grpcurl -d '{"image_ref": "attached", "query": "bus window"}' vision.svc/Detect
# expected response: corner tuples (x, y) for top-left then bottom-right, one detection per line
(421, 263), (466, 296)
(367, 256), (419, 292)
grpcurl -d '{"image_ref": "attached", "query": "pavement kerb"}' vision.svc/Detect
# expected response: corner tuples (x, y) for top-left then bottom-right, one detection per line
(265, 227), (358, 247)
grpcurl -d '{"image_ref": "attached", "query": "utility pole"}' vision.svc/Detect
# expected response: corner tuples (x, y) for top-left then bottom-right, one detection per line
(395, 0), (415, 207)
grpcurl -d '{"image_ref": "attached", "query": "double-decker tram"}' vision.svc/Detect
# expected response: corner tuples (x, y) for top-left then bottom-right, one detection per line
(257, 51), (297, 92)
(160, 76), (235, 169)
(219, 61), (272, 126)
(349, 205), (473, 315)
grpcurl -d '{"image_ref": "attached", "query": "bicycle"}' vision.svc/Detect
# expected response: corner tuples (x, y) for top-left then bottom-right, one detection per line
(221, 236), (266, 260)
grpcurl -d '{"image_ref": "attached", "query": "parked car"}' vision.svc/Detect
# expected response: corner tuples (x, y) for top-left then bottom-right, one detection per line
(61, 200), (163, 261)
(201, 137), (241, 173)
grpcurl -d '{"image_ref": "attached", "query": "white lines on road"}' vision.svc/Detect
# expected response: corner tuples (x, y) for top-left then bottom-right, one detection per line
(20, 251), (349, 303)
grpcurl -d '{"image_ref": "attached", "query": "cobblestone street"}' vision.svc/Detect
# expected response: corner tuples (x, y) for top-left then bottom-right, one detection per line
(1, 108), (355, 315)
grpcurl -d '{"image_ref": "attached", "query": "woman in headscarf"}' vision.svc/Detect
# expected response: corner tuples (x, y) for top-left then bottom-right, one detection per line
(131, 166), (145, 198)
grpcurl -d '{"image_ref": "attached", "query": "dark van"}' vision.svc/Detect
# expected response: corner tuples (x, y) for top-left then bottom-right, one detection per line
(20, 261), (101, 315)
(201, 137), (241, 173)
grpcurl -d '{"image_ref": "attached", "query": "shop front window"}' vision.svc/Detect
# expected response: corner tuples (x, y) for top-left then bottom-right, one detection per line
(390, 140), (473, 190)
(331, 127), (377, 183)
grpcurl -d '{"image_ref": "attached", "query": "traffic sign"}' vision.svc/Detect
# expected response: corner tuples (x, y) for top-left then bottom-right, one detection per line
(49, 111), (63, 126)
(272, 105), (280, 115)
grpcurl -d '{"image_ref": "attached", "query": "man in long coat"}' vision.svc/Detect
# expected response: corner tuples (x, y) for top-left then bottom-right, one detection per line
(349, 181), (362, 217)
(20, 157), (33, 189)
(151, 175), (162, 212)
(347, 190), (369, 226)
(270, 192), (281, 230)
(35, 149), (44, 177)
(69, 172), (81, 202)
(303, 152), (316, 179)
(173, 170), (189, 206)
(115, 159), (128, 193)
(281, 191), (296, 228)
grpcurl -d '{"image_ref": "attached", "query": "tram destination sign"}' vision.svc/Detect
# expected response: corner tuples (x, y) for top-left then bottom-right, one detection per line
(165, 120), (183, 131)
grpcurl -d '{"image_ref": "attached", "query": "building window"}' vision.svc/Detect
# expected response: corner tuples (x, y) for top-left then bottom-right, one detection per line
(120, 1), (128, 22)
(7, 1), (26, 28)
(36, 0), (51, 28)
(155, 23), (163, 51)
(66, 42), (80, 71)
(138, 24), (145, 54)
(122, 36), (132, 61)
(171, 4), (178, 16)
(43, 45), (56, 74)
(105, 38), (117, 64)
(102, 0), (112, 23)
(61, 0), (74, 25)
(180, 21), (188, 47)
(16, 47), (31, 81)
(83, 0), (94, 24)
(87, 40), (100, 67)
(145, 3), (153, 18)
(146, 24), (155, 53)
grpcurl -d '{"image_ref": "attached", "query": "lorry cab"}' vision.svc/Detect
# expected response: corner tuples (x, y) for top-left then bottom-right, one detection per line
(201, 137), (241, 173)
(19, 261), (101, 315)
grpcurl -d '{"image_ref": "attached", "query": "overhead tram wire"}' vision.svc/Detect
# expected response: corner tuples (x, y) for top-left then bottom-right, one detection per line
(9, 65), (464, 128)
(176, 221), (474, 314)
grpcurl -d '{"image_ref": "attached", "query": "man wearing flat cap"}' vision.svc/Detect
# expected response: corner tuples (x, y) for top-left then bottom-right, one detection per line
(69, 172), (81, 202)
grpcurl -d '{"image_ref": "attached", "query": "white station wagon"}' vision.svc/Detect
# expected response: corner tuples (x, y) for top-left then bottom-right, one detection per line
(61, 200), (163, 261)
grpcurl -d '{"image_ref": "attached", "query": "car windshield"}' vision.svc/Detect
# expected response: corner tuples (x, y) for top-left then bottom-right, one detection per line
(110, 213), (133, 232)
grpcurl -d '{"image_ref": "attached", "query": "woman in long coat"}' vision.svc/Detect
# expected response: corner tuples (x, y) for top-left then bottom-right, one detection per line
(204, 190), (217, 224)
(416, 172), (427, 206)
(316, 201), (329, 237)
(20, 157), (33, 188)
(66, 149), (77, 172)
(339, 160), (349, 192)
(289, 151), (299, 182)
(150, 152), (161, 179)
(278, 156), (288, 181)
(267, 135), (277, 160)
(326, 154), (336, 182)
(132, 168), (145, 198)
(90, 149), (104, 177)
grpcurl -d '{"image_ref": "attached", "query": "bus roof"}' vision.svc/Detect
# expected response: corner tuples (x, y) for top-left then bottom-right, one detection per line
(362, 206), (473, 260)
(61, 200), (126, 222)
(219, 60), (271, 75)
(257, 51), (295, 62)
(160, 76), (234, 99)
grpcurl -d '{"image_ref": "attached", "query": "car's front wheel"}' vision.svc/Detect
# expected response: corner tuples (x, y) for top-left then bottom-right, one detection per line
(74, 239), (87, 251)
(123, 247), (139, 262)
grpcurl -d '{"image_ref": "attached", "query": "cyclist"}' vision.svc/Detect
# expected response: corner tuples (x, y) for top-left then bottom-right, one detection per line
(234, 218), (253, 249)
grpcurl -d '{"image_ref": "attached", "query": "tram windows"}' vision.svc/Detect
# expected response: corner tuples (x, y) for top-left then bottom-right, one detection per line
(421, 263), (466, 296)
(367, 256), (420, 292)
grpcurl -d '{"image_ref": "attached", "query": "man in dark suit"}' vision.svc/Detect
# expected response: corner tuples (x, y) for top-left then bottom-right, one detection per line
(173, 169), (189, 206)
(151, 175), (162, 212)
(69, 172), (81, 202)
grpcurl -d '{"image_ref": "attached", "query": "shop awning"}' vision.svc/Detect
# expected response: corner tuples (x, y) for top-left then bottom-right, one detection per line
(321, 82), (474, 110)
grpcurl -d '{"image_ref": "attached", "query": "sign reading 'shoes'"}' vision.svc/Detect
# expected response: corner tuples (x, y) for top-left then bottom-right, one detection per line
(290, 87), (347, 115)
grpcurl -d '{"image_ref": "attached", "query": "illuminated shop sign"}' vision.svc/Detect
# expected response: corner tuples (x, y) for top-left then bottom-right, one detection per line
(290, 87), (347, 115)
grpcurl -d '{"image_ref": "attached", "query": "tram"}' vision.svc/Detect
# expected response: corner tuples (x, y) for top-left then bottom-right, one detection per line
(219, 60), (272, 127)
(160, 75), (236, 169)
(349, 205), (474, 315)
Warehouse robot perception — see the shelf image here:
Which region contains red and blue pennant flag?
============
Please present all of the entries above as a numbered list, one line per item, and omit any blank lines.

__REPLY TO THE EXERCISE__
1. grpcurl -d '{"image_ref": "attached", "query": "bus window"}' vision.svc/Detect
2. # expected response: corner tuples (x, y) for top-left then bottom-right, one detection per line
3. (421, 263), (466, 296)
4. (367, 256), (419, 292)
5. grpcurl -d '{"image_ref": "attached", "query": "pavement kerb"}' vision.svc/Detect
6. # expected response: corner tuples (x, y) for top-left then bottom-right, one detection per line
7. (265, 227), (358, 247)
8. grpcurl -d '{"image_ref": "attached", "query": "utility pole"}' vision.svc/Detect
9. # expected response: corner tuples (x, y) for top-left then bottom-right, one detection per line
10. (395, 0), (415, 207)
11. grpcurl -d '{"image_ref": "attached", "query": "double-decker tram"}' vision.svc/Detect
12. # expected response: corner tuples (x, y) for top-left then bottom-right, one detection per line
13. (257, 51), (297, 92)
14. (160, 76), (235, 169)
15. (219, 61), (272, 126)
16. (349, 205), (473, 315)
17. grpcurl -d '{"image_ref": "attached", "query": "bicycle"}' vision.svc/Detect
18. # expected response: corner tuples (x, y) for top-left then bottom-right, one detection per line
19. (221, 236), (266, 260)
20. grpcurl -d '{"image_ref": "attached", "query": "parked car"}' vision.svc/Detect
21. # expected response: corner tuples (x, y) for top-left then bottom-right, one detection per line
22. (61, 200), (163, 261)
23. (201, 137), (241, 173)
24. grpcurl -d '{"image_ref": "attached", "query": "white lines on road"}' vision.svc/Detect
25. # expected response: corner tuples (x, y) for top-left then bottom-right, one detection per line
26. (20, 251), (349, 303)
27. grpcurl -d '{"image_ref": "attached", "query": "cobblestone street"}' vision.svc/Detect
28. # expected response: corner tuples (x, y) for top-left then bottom-right, one detection per line
29. (1, 108), (355, 315)
30. grpcurl -d '{"image_ref": "attached", "query": "woman in headscarf"}' vision.svc/Detect
31. # expected response: corner tuples (x, y) for top-left then bottom-right, one detection per line
32. (131, 166), (145, 198)
33. grpcurl -d '{"image_ref": "attached", "query": "dark van"}' vision.svc/Detect
34. # expected response: corner tuples (x, y) for top-left then bottom-right, one detection per line
35. (20, 261), (101, 315)
36. (201, 137), (241, 173)
37. grpcurl -d '{"image_ref": "attached", "query": "shop front window"}' vision.svc/Detect
38. # expected response: corner tuples (x, y) for top-left then bottom-right, one detection per line
39. (390, 140), (473, 190)
40. (331, 127), (377, 183)
41. grpcurl -d '{"image_ref": "attached", "query": "traffic sign"}' vision.svc/Detect
42. # expected response: corner tuples (x, y) for top-left then bottom-right, one detection per line
43. (49, 111), (63, 126)
44. (272, 105), (280, 115)
45. grpcurl -d '{"image_ref": "attached", "query": "man in long coat"}' vision.svc/Detect
46. # expected response: corner tuples (x, y) for top-left then bottom-right, one detection per line
47. (349, 181), (362, 217)
48. (20, 157), (33, 189)
49. (151, 175), (162, 212)
50. (347, 190), (369, 226)
51. (270, 192), (281, 230)
52. (35, 149), (44, 177)
53. (69, 172), (81, 202)
54. (303, 152), (316, 179)
55. (173, 170), (189, 206)
56. (115, 159), (128, 193)
57. (281, 191), (296, 228)
58. grpcurl -d '{"image_ref": "attached", "query": "tram destination sign"}' vision.svc/Detect
59. # expected response: corner tuples (x, y) for top-left then bottom-right, one detection per line
60. (165, 120), (183, 131)
61. grpcurl -d '{"image_ref": "attached", "query": "building window"}' vision.svc/Detect
62. # expected response: corner tuples (x, y) for top-left then bottom-right, one detection per line
63. (120, 1), (128, 22)
64. (7, 1), (26, 28)
65. (36, 0), (51, 28)
66. (155, 23), (163, 51)
67. (66, 42), (80, 71)
68. (138, 24), (145, 54)
69. (122, 36), (132, 61)
70. (171, 4), (178, 16)
71. (43, 45), (56, 74)
72. (105, 38), (117, 64)
73. (102, 0), (112, 23)
74. (61, 0), (74, 25)
75. (180, 21), (188, 47)
76. (16, 47), (31, 81)
77. (83, 0), (94, 24)
78. (87, 40), (100, 67)
79. (145, 3), (153, 18)
80. (146, 24), (155, 53)
81. grpcurl -d '{"image_ref": "attached", "query": "lorry cab"}' vision.svc/Detect
82. # expected response: corner tuples (x, y) for top-left then bottom-right, one detection per line
83. (201, 137), (241, 173)
84. (19, 261), (101, 315)
85. grpcurl -d '{"image_ref": "attached", "query": "overhead tram wire"}' vision.svc/Detect
86. # expected response: corner tuples (x, y) for top-left then bottom-right, one detection per line
87. (9, 65), (464, 128)
88. (176, 221), (474, 314)
89. grpcurl -d '{"image_ref": "attached", "query": "man wearing flat cap"}' vision.svc/Detect
90. # expected response: corner tuples (x, y) for top-left then bottom-right, one detection per line
91. (69, 172), (81, 202)
92. grpcurl -d '{"image_ref": "attached", "query": "white station wagon"}' vision.svc/Detect
93. # expected response: corner tuples (x, y) for top-left then bottom-right, one detection per line
94. (61, 200), (163, 261)
95. grpcurl -d '{"image_ref": "attached", "query": "car windshield"}' vision.svc/Detect
96. # expected response: corner tuples (x, y) for top-left then bottom-right, one detection per line
97. (110, 213), (133, 232)
98. grpcurl -d '{"image_ref": "attached", "query": "woman in long coat"}' vision.svc/Detect
99. # expected response: corner tuples (x, y) for top-left then bottom-right, one detection per line
100. (204, 190), (217, 224)
101. (416, 172), (427, 206)
102. (316, 201), (329, 237)
103. (20, 157), (33, 188)
104. (66, 149), (77, 172)
105. (339, 160), (349, 192)
106. (289, 151), (299, 182)
107. (150, 152), (161, 179)
108. (278, 156), (288, 181)
109. (267, 135), (277, 160)
110. (326, 154), (336, 182)
111. (132, 168), (145, 198)
112. (90, 149), (104, 177)
113. grpcurl -d '{"image_ref": "attached", "query": "bus roof"}' vision.svc/Detect
114. # expected response: corner tuples (x, y) for top-left then bottom-right, one detection per line
115. (362, 206), (473, 260)
116. (61, 200), (126, 222)
117. (219, 60), (271, 75)
118. (257, 51), (295, 62)
119. (160, 76), (234, 99)
120. grpcurl -d '{"image_ref": "attached", "query": "car's front wheel"}' vision.svc/Detect
121. # expected response: corner tuples (x, y) for top-left then bottom-right, one detection per line
122. (74, 239), (87, 251)
123. (123, 247), (139, 262)
124. grpcurl -d '{"image_ref": "attached", "query": "cyclist"}' vision.svc/Detect
125. # expected response: corner tuples (x, y) for top-left then bottom-right, one detection per line
126. (234, 218), (253, 249)
127. grpcurl -d '{"image_ref": "attached", "query": "tram windows"}' vision.svc/Detect
128. # expected response: corner tuples (x, y) for top-left then bottom-right, one detection per line
129. (421, 263), (466, 296)
130. (367, 256), (420, 292)
131. grpcurl -d '{"image_ref": "attached", "query": "man in dark suit"}' vision.svc/Detect
132. # expected response: corner tuples (x, y) for top-left then bottom-right, one detection per line
133. (173, 169), (189, 206)
134. (151, 175), (162, 212)
135. (69, 172), (81, 202)
136. grpcurl -d '{"image_ref": "attached", "query": "shop awning"}' vision.svc/Detect
137. # expected response: corner tuples (x, y) for top-left then bottom-right, one detection per line
138. (321, 82), (474, 110)
139. grpcurl -d '{"image_ref": "attached", "query": "sign reading 'shoes'"}' vision.svc/Detect
140. # expected response: corner tuples (x, y) for top-left then bottom-right, one detection per line
141. (290, 87), (347, 115)
142. grpcurl -d '{"image_ref": "attached", "query": "illuminated shop sign"}' vision.svc/Detect
143. # expected response: corner tuples (x, y) for top-left then bottom-right, one detection per line
144. (290, 87), (347, 115)
145. grpcurl -d '{"image_ref": "attached", "query": "tram"}' vision.svc/Detect
146. # expected response: corner tuples (x, y) for top-left then bottom-right, one detection per line
147. (219, 60), (272, 127)
148. (160, 75), (236, 169)
149. (349, 205), (474, 315)
150. Warehouse robot perception — see the shelf image here:
151. Which region contains red and blue pennant flag?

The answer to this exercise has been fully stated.